** begin Data for processing **
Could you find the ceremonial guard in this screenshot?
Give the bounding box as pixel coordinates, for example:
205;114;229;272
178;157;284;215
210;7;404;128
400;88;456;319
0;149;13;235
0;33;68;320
** end Data for processing **
--- Task objective ---
Copy every row above, requests included, and scale each bounding-box coordinate in the answers by 1.85, rounding to whole numbers with halves rounded up. Keep the requests and their sample coordinates unchanged.

--- Solved exercise ---
Could you find the ceremonial guard in this screenshot?
Give the bounding box as pixel coordinates, for example:
205;114;229;272
178;157;284;215
210;7;404;128
740;163;844;590
0;276;24;435
0;61;126;592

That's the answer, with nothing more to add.